* [PASSAGE FOR REVIEW]
##########

Accomplished actress Natasha Richardson dies from ski injury

Published 5:00 am Thursday, March 19, 2009

Natasha Richardson

NEW YORK — Natasha Richardson, a gifted and precocious heiress to acting royalty whose career highlights included the film “Patty Hearst” and a Tony-winning performance in a stage revival of “Cabaret,” died Wednesday at 45 after suffering a head injury in a skiing accident.

Alan Nierob, the Los Angeles-based publicist for Richardson’s husband Liam Neeson, confirmed her death.

Richardson suffered a head injury when she fell on a beginner’s trail during a private ski lesson at the luxury Mont Tremblant ski resort in Quebec.

She was hospitalized Tuesday in Montreal and later flown to a hospital in New York.

It was a sudden and horrifying loss for her family and friends, for the film and theater communities, for her many fans and for both her native and adoptive countries. Descended from at least three generations of actors, Richardson was a proper Londoner who came to love the noise of New York.

##########

* [ACTIVITY] From the article on Natasha Richardson's death, extract the passage starting with "Alan Nierob, the" and going on through "in New York.", copying it word for word.

* [INFORMATION]
##########

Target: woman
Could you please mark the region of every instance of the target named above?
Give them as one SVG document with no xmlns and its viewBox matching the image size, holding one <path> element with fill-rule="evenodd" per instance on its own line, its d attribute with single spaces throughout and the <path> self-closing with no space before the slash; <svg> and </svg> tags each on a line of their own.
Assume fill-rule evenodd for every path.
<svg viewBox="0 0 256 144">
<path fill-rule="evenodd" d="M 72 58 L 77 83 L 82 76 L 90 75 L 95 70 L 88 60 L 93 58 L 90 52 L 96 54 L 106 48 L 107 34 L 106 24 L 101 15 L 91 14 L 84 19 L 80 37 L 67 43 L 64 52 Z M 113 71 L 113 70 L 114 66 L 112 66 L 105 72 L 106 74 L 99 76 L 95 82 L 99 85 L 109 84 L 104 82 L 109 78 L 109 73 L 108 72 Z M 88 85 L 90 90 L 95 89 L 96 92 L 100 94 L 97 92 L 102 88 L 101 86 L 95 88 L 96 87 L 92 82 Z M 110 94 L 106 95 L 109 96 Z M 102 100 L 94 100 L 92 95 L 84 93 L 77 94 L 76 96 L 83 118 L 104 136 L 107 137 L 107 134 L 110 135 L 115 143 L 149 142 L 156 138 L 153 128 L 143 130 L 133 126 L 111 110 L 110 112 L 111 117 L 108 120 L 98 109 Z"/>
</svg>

##########

* [SOLUTION FOR THIS PROBLEM]
Alan Nierob, the Los Angeles-based publicist for Richardson’s husband Liam Neeson, confirmed her death.

Richardson suffered a head injury when she fell on a beginner’s trail during a private ski lesson at the luxury Mont Tremblant ski resort in Quebec.

She was hospitalized Tuesday in Montreal and later flown to a hospital in New York.